■ TASK OBJECTIVE
Search the data for the string "black" and extract every line where it appears.

■ TASK INPUT
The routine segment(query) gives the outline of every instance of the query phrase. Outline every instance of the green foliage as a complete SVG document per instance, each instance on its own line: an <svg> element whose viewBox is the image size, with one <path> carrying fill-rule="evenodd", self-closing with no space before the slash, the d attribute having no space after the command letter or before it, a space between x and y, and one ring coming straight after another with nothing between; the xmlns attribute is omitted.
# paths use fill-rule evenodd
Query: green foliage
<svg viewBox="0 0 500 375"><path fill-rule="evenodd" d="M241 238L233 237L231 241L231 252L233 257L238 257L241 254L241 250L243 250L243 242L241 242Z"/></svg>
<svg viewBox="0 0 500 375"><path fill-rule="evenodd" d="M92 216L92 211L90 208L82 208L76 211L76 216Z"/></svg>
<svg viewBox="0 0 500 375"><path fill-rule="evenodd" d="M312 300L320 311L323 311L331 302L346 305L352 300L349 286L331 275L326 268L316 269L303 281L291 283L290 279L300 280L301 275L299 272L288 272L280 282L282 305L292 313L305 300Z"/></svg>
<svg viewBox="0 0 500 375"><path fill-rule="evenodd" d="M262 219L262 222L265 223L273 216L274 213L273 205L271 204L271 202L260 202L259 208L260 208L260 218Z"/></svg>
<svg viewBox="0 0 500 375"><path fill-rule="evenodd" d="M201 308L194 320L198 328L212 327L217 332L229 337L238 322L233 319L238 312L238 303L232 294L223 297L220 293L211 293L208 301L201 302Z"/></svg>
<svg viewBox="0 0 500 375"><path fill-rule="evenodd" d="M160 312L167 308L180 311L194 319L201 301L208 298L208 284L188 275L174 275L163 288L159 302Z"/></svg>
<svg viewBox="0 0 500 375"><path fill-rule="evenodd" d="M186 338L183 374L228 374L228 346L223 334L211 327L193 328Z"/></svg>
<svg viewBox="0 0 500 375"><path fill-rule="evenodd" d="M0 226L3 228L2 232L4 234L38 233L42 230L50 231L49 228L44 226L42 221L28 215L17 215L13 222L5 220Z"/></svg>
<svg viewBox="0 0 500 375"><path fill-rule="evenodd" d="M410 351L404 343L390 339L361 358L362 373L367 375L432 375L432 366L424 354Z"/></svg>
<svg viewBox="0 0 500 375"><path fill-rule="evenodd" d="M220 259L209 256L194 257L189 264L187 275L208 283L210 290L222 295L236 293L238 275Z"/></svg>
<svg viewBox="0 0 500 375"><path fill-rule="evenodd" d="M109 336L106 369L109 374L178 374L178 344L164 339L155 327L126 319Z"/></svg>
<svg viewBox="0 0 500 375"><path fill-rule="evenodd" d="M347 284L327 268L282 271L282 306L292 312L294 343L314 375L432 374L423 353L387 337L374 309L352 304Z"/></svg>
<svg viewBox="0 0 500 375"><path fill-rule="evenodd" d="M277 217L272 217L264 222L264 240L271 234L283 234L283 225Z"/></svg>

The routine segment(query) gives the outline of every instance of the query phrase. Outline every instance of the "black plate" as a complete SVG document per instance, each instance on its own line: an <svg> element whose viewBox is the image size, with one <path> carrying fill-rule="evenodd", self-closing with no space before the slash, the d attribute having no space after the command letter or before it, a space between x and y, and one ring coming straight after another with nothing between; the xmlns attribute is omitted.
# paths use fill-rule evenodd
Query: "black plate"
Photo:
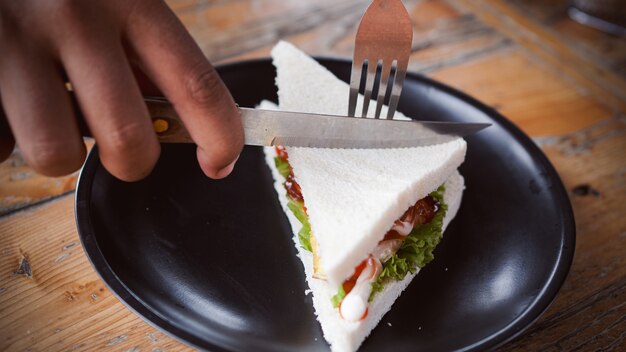
<svg viewBox="0 0 626 352"><path fill-rule="evenodd" d="M348 79L348 62L320 61ZM240 105L276 100L269 60L219 71ZM565 279L575 241L567 194L539 148L478 101L409 74L399 109L493 126L467 138L467 190L436 259L361 350L493 348L528 327ZM136 183L109 175L94 148L76 198L93 266L149 323L213 351L327 349L260 148L246 147L233 174L213 181L193 145L164 145Z"/></svg>

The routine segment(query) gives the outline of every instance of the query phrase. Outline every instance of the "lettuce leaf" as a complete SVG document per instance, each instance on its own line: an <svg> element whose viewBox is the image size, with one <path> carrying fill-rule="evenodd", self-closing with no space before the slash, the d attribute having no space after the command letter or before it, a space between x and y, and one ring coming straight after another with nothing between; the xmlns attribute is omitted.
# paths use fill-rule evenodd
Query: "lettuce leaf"
<svg viewBox="0 0 626 352"><path fill-rule="evenodd" d="M287 207L293 212L298 221L302 223L302 228L298 232L298 240L300 246L309 252L313 252L311 247L311 224L309 224L309 217L304 211L304 203L290 199L287 203Z"/></svg>
<svg viewBox="0 0 626 352"><path fill-rule="evenodd" d="M332 296L330 301L333 304L333 308L338 308L339 303L343 301L343 298L346 297L346 291L343 289L343 285L339 286L339 292L336 295Z"/></svg>
<svg viewBox="0 0 626 352"><path fill-rule="evenodd" d="M277 156L277 157L274 157L274 165L276 165L276 170L278 170L278 173L282 177L287 179L287 176L289 176L289 172L291 171L291 167L289 166L289 163Z"/></svg>
<svg viewBox="0 0 626 352"><path fill-rule="evenodd" d="M435 217L428 223L418 225L402 242L400 249L383 264L383 271L376 282L372 283L371 301L377 292L385 287L389 280L402 280L408 273L423 268L434 259L433 251L441 241L443 234L443 218L448 205L443 201L444 185L430 194L439 204Z"/></svg>
<svg viewBox="0 0 626 352"><path fill-rule="evenodd" d="M291 166L289 166L289 162L277 156L274 157L274 165L276 165L278 173L280 173L280 175L284 177L285 180L287 180L289 172L291 172ZM304 203L290 198L289 202L287 203L287 207L302 224L302 228L300 229L300 232L298 232L298 240L300 241L300 246L302 246L302 248L306 249L309 252L313 252L313 248L311 247L311 224L309 223L309 217L304 211Z"/></svg>

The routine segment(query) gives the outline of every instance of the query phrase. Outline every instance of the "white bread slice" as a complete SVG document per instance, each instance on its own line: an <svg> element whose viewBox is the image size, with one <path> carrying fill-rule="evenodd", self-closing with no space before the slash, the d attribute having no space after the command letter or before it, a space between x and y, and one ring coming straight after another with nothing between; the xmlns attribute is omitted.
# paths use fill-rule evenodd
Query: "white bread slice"
<svg viewBox="0 0 626 352"><path fill-rule="evenodd" d="M260 108L271 109L272 106L271 103L268 104L266 102L261 104ZM293 233L297 234L302 224L296 219L291 210L287 208L288 199L285 194L285 187L282 184L283 178L274 166L275 156L276 151L274 148L265 148L266 162L272 170L272 175L275 180L274 187L279 195L278 198L283 211L289 219ZM455 170L448 178L445 182L445 187L444 202L448 204L448 212L443 220L444 231L461 205L461 197L465 186L463 177L458 171ZM343 320L339 316L337 309L332 306L330 297L337 293L336 287L324 280L313 278L313 254L302 248L297 235L293 236L293 240L298 249L298 257L304 265L306 280L312 293L315 315L322 327L324 338L328 341L331 350L334 352L356 351L365 338L369 336L370 332L378 325L385 313L389 311L398 296L400 296L402 291L404 291L419 272L418 269L414 274L408 274L402 281L392 281L385 285L383 291L377 293L370 303L367 317L356 323L348 322Z"/></svg>
<svg viewBox="0 0 626 352"><path fill-rule="evenodd" d="M349 89L346 83L339 81L328 70L288 43L279 43L272 54L278 71L277 83L282 109L345 113ZM260 107L278 108L269 102L262 102ZM396 115L406 118L401 114ZM448 204L444 229L460 206L464 183L456 168L465 156L465 142L462 140L434 147L387 151L287 148L287 152L295 177L302 186L309 220L318 245L322 241L320 237L330 243L328 249L323 250L324 260L332 263L332 259L327 259L329 256L343 258L335 262L338 265L334 269L326 266L327 274L330 267L338 282L343 281L346 276L338 268L344 267L349 271L347 275L351 274L356 264L378 243L393 221L444 181L444 200ZM266 148L265 155L276 180L275 188L283 210L293 233L297 234L301 224L287 208L288 199L282 185L283 179L274 166L273 158L276 153L273 148ZM337 197L338 194L343 194L345 199ZM313 208L316 207L326 209L314 211ZM316 214L313 217L312 210ZM369 225L358 226L359 222ZM337 238L341 231L334 231L332 236L321 234L323 230L320 228L332 231L332 226L349 230L348 239L341 242ZM375 230L371 230L375 227ZM356 350L417 274L388 283L370 303L366 319L356 323L348 322L341 319L330 301L330 297L337 292L336 284L313 278L313 255L301 248L297 235L294 235L294 242L313 293L317 319L333 351ZM366 247L371 248L363 250ZM344 255L343 252L350 255ZM356 258L356 262L342 263L341 260L345 261L347 257Z"/></svg>
<svg viewBox="0 0 626 352"><path fill-rule="evenodd" d="M272 57L281 110L347 112L347 83L289 43L279 42ZM459 138L420 148L286 150L302 188L323 271L337 287L396 219L448 179L463 162L466 143Z"/></svg>

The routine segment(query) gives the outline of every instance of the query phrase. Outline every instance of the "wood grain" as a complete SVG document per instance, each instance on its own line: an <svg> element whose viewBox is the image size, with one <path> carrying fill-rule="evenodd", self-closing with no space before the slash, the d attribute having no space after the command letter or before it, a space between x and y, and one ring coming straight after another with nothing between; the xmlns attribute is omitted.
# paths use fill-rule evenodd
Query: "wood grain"
<svg viewBox="0 0 626 352"><path fill-rule="evenodd" d="M570 20L567 8L571 1L508 0L507 3L565 42L578 55L589 57L604 70L626 78L626 38L606 35Z"/></svg>
<svg viewBox="0 0 626 352"><path fill-rule="evenodd" d="M105 287L80 245L73 205L66 195L0 220L0 350L188 350ZM15 274L24 259L31 275Z"/></svg>
<svg viewBox="0 0 626 352"><path fill-rule="evenodd" d="M431 76L491 105L530 135L573 132L613 114L517 48L440 69Z"/></svg>
<svg viewBox="0 0 626 352"><path fill-rule="evenodd" d="M93 146L86 139L88 149ZM78 172L64 177L45 177L35 173L15 149L7 161L0 164L0 216L69 194L76 188Z"/></svg>
<svg viewBox="0 0 626 352"><path fill-rule="evenodd" d="M214 63L279 39L350 58L368 0L169 0ZM501 351L626 350L624 38L572 22L566 0L408 0L410 69L496 108L545 151L570 194L576 255L560 294ZM0 350L189 351L129 311L78 240L77 175L0 164Z"/></svg>
<svg viewBox="0 0 626 352"><path fill-rule="evenodd" d="M499 30L541 59L563 79L584 88L587 94L614 111L626 110L626 82L619 74L603 69L592 57L580 55L562 37L516 11L502 0L459 1L482 21Z"/></svg>

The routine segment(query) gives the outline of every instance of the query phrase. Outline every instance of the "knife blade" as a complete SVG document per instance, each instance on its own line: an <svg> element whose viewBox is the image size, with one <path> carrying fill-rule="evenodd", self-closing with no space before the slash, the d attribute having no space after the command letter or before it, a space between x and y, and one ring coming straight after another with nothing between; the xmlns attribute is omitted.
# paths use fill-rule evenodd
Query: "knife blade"
<svg viewBox="0 0 626 352"><path fill-rule="evenodd" d="M145 98L159 141L193 143L174 107ZM404 148L445 143L490 124L401 121L239 108L247 145L318 148Z"/></svg>

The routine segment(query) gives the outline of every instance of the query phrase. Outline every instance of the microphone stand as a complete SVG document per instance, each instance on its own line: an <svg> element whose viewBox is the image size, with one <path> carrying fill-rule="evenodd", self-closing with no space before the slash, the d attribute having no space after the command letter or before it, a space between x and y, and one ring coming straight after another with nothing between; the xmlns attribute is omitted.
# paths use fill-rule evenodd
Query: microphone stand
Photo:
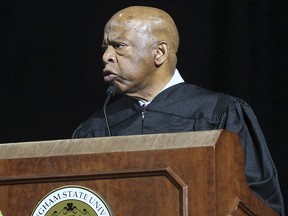
<svg viewBox="0 0 288 216"><path fill-rule="evenodd" d="M108 135L109 136L112 136L112 135L111 135L111 130L110 130L110 126L109 126L108 117L107 117L107 114L106 114L106 106L107 106L110 98L113 97L115 95L115 93L116 93L116 88L114 86L109 86L108 89L106 90L107 97L106 97L106 100L105 100L104 105L103 105L103 112L104 112L105 122L106 122L106 126L107 126L107 130L108 130Z"/></svg>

■ ANSWER TO THIS EXERCISE
The routine segment(query) gives the outline of every instance of the query phrase. Outline every instance of the "black plate" as a complete SVG document per instance, each instance on its own line: an <svg> element whose viewBox is the image size, with one <path> carrying fill-rule="evenodd", self-closing with no space before the slash, the d attribute having no space after the command letter or before it, a space between x and y, and one ring coming straight after another with nothing between; the xmlns attribute is omitted.
Query: "black plate"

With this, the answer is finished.